WHAT THE TASK REQUIRES:
Take the data that follows and return it exactly.

[DATA FOR PROCESSING Boundary: Start]

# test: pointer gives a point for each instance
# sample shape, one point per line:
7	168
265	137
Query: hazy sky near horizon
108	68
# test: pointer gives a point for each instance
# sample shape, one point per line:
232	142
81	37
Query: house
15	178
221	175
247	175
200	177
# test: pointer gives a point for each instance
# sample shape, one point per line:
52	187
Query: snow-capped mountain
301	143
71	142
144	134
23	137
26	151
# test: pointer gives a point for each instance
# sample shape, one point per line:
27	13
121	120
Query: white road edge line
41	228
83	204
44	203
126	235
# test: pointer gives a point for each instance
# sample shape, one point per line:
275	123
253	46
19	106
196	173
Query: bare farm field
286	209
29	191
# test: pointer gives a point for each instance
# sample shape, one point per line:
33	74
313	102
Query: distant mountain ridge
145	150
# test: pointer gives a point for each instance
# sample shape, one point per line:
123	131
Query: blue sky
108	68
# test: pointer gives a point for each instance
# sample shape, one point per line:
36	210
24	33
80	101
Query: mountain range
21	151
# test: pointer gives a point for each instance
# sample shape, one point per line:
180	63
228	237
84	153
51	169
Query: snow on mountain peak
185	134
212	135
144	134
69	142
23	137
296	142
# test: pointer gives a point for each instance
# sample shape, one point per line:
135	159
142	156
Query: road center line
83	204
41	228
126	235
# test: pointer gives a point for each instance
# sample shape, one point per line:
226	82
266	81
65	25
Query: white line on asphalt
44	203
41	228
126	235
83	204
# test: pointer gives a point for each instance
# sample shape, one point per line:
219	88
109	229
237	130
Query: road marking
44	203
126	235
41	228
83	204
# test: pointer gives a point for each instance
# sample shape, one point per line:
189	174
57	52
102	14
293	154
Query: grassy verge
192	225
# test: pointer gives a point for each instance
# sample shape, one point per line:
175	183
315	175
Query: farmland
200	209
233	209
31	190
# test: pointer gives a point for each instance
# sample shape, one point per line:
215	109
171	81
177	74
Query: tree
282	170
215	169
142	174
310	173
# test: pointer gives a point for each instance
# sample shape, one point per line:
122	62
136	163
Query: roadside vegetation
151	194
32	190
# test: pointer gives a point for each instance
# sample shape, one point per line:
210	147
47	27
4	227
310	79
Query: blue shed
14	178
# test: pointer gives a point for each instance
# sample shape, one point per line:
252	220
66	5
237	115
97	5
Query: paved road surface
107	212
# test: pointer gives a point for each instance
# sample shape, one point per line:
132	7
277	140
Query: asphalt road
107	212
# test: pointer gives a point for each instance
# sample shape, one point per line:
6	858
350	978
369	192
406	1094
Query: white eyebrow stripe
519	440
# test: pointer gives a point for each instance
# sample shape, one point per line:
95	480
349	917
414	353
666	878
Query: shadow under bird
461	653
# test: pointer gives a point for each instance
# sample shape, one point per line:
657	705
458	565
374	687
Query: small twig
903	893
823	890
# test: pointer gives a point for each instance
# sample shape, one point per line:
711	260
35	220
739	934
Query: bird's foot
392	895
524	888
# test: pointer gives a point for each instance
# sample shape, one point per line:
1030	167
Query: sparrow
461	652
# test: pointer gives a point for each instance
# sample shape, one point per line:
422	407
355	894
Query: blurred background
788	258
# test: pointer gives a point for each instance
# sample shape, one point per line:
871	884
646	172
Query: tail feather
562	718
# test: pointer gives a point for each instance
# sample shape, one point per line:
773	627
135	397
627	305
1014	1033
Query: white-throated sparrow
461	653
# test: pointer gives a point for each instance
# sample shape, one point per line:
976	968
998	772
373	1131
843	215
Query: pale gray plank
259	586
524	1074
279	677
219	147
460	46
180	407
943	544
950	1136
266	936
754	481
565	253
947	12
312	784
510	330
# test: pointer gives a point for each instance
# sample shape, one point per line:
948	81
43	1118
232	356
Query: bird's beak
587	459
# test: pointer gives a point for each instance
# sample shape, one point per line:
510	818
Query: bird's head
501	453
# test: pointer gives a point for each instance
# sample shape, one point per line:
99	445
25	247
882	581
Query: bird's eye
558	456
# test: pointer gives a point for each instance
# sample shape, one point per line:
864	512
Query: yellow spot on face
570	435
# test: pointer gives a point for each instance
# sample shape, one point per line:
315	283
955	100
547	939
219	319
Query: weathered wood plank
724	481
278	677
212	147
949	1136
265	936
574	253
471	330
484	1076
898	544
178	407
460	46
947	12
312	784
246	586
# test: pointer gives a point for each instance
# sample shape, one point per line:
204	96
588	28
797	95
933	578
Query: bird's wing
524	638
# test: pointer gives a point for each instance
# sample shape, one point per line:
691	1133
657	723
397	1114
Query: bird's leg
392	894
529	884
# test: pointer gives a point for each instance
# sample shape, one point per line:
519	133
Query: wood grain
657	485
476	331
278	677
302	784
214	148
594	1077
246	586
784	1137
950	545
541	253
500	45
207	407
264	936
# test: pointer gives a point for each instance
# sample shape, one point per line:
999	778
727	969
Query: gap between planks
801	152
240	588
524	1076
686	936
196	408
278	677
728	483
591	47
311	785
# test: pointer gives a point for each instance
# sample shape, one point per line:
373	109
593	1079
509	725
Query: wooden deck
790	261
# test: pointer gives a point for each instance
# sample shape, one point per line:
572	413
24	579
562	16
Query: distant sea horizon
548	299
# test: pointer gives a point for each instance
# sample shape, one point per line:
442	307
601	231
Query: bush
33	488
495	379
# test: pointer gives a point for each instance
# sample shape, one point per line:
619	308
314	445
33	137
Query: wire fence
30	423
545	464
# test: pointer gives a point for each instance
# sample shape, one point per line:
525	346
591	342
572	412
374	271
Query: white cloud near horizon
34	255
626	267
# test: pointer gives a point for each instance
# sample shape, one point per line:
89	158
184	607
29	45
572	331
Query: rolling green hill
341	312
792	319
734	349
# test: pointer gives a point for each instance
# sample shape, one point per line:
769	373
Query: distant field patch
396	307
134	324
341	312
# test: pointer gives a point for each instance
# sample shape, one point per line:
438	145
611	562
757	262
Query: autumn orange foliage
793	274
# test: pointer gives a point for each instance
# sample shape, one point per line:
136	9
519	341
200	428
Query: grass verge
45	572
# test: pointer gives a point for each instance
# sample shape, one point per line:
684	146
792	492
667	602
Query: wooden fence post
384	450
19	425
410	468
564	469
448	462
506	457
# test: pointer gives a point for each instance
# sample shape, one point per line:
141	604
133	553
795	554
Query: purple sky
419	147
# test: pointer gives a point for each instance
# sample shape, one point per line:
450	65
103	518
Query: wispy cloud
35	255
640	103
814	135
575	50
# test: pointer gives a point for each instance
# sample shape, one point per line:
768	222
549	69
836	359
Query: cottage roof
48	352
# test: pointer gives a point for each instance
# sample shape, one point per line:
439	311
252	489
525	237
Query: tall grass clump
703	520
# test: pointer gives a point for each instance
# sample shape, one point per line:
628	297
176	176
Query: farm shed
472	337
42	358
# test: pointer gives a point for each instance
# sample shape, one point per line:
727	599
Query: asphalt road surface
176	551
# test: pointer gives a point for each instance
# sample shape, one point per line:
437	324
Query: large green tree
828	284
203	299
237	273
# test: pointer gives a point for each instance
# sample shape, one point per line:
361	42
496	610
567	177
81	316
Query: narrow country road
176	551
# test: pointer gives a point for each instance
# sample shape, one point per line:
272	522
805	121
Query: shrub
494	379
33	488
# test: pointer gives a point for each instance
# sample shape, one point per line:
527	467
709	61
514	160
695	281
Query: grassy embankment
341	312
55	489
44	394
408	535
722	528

[DATA FOR PROCESSING Boundary: End]

YOUR SOLUTION:
# test: pointer gives a point for each instance
# sample shape, one point per line:
7	168
265	137
Query: hazy sky near horizon
108	68
# test: pointer gives a point for each instance
# sample shape, one point per line:
232	142
81	37
Query: house
15	178
221	175
247	175
200	177
# test: pointer gives a point for each instance
# sample shape, one point per line:
52	187
Query: snow-capped mountain
301	143
71	142
144	134
23	137
26	151
# test: pointer gives a point for each instance
# sample shape, one point per line:
27	13
121	120
Query: white road edge line
41	228
83	204
44	203
126	235
# test: pointer gives a point for each instance
# sample shape, one point per line:
275	123
253	46
19	106
196	173
Query: bare farm field
286	209
29	191
# test: pointer gives a point for each instance
# sample shape, one point per line:
33	74
313	102
Query: distant mountain ridge
145	150
# test: pointer gives a point for each instance
# sample shape, one point per line:
123	131
Query: blue sky
108	68
# test: pointer gives a point for each instance
# sample shape, one point per line:
36	210
24	33
80	101
Query: mountain range
21	151
# test: pointer gives a point for each instance
# sample shape, one point per line:
180	63
228	237
84	153
51	169
Query: snow on mountain peak
185	134
212	135
144	134
69	142
23	137
296	142
# test: pointer gives a point for each instance
# sample shape, one point per line:
135	159
142	156
Query: road center line
83	204
41	228
126	235
# test: pointer gives a point for each instance
# sample shape, one point per line:
226	82
266	81
65	25
Query: white line on asphalt
44	203
41	228
126	235
83	204
# test: pointer gives a point for each instance
# sample shape, one point per line:
219	88
109	229
237	130
Query: road marking
44	203
126	235
41	228
83	204
# test: pointer gives a point for each instance
# sample shape, one point per line:
189	174
57	52
102	14
293	154
Query: grassy verge
192	225
# test: pointer gives a point for each instance
# sample shape, one point per line:
175	183
315	175
Query: farmland
200	209
233	209
31	190
# test: pointer gives a point for each instance
# sample shape, one point per line:
215	109
171	81
177	74
Query: tree
282	170
215	169
142	174
310	173
# test: pointer gives a point for each instance
# sample shape, one point per line:
122	62
136	163
Query: roadside vegetation
151	194
32	190
# test: pointer gives a point for each instance
# sample shape, one point per line:
210	147
47	27
4	227
310	79
Query: blue shed
14	178
# test: pointer gives a point for each instance
# sample shape, one point per line:
252	220
66	5
237	115
97	5
Query: paved road surface
107	212
# test: pointer gives a point for each instance
# sample shape, one point per line:
132	7
277	140
Query: asphalt road
107	212
# test: pointer gives a point for each instance
# sample shape, one point per line:
6	858
350	978
369	192
406	1094
Query: white eyebrow stripe
519	440
# test: pointer gives a point for each instance
# sample shape, one point per line:
95	480
349	917
414	353
666	878
Query: shadow under bird
461	653
# test: pointer gives a point for each instance
# sample shape, one point per line:
657	705
458	565
374	687
Query: small twig
903	893
823	890
# test: pointer gives a point for each instance
# sample shape, one point per line:
711	260
35	220
739	934
Query: bird's foot
392	895
524	888
# test: pointer gives a point for each instance
# sample shape, one point per line:
1030	167
Query: sparrow
461	652
# test: pointer gives a point for each instance
# sample shape, one point per line:
422	407
355	894
Query: blurred background
788	258
# test: pointer gives a point for each instance
# sample shape, one point per line:
871	884
646	172
Query: tail feather
562	718
# test: pointer gives a point for each instance
# sample shape, one point per line:
773	627
135	397
627	305
1014	1033
Query: white-throated sparrow
461	653
# test: pointer gives a point for each instance
# sample shape, one point per line:
976	968
998	772
373	1131
843	215
Query: pale gray plank
259	586
524	1074
279	677
219	147
460	46
180	407
943	544
950	1136
266	936
754	481
565	253
947	12
312	784
510	330
# test: pointer gives a point for each instance
# sample shape, one point per line:
948	81
43	1118
232	356
Query: bird's beak
587	459
# test: pointer gives a point for each instance
# sample shape, one point per line:
510	818
Query: bird's head
501	453
# test: pointer gives a point for each instance
# sample shape, one point per line:
99	445
25	247
882	581
Query: bird's eye
558	456
# test: pointer gives a point for each instance
# sample shape, one point per line:
864	512
Query: yellow spot on face
570	435
# test: pointer gives a point for each instance
# sample shape, one point per line:
315	283
955	100
547	939
219	319
Query: weathered wood plank
724	481
278	677
212	147
949	1136
265	936
574	253
471	330
484	1076
898	544
178	407
460	46
947	12
312	784
246	586
# test: pointer gives a point for each instance
# sample shape, one point per line:
204	96
588	28
797	95
933	578
Query: bird's wing
524	638
# test: pointer gives a point for each instance
# sample shape, one point per line:
691	1133
657	723
397	1114
Query: bird's leg
392	894
529	884
# test: pointer gives a point for each instance
# sample shape, one point per line:
519	133
Query: wood grain
657	485
476	331
278	677
302	784
214	148
594	1077
246	586
784	1137
950	545
541	253
500	45
207	407
264	936
# test: pointer gives a point for each instance
# sample shape, one point per line:
999	778
727	969
Query: gap between planks
801	152
240	588
524	1076
686	936
196	408
278	677
728	483
591	47
311	785
# test: pointer gives a point for each instance
# sample shape, one point per line:
373	109
593	1079
509	725
Query: wooden deck
790	261
# test: pointer gives a point for each instance
# sample shape, one point per line:
572	413
24	579
562	16
Query: distant sea horizon
548	299
# test: pointer gives a point for each instance
# sample shape, one point per line:
442	307
601	231
Query: bush
33	488
495	379
# test: pointer gives a point for each instance
# sample shape, one point per line:
619	308
314	445
33	137
Query: wire fence
30	423
545	464
# test: pointer gives a point for each instance
# sample shape, one point per line:
525	346
591	342
572	412
374	271
Query: white cloud near horizon
34	255
626	267
# test: pointer gives a point for each instance
# sample shape, one point per line:
89	158
184	607
29	45
572	331
Query: rolling green hill
341	312
792	319
734	349
# test: pointer gives a point for each instance
# sample shape, one point per line:
769	373
Query: distant field patch
396	307
134	324
341	312
# test: pointer gives a point for each instance
# sample shape, one point per line:
438	145
611	562
757	262
Query: autumn orange foliage
793	274
# test: pointer gives a point for each instance
# sample shape, one point per line:
136	9
519	341
200	428
Query: grass verge
45	572
# test: pointer gives a point for each instance
# sample shape, one point per line:
684	146
792	492
667	602
Query: wooden fence post
384	450
19	425
410	468
564	469
448	462
506	457
# test: pointer gives a point for each instance
# sample shape, one point per line:
141	604
133	553
795	554
Query: purple sky
419	147
# test: pointer gives a point for each instance
# sample shape, one point per line:
450	65
103	518
Query: wispy cloud
35	255
640	103
814	135
575	50
# test: pointer gives a point for each instance
# sample shape, one point per line:
768	222
549	69
836	359
Query: cottage roof
48	352
# test: pointer gives a point for each instance
# sample shape, one point per line:
439	311
252	489
525	237
Query: tall grass clump
703	520
# test: pointer gives a point for each instance
# sample shape, one point per line:
628	297
176	176
Query: farm shed
472	337
42	358
# test: pointer gives a point for each instance
# sample shape, one point per line:
727	599
Query: asphalt road surface
176	551
# test: pointer gives a point for each instance
# sample shape, one point per line:
437	324
Query: large green tree
828	284
203	299
237	273
# test: pointer gives a point for each instance
# sample shape, one point per line:
361	42
496	610
567	177
81	316
Query: narrow country road
176	551
# test: pointer gives a point for each instance
# sample shape, one point per line:
272	522
805	121
Query: shrub
494	379
33	488
# test: pointer gives a point for each instance
# sample shape, one point per line:
527	467
709	61
514	160
695	281
Query: grassy embankment
341	312
55	489
44	394
408	535
722	528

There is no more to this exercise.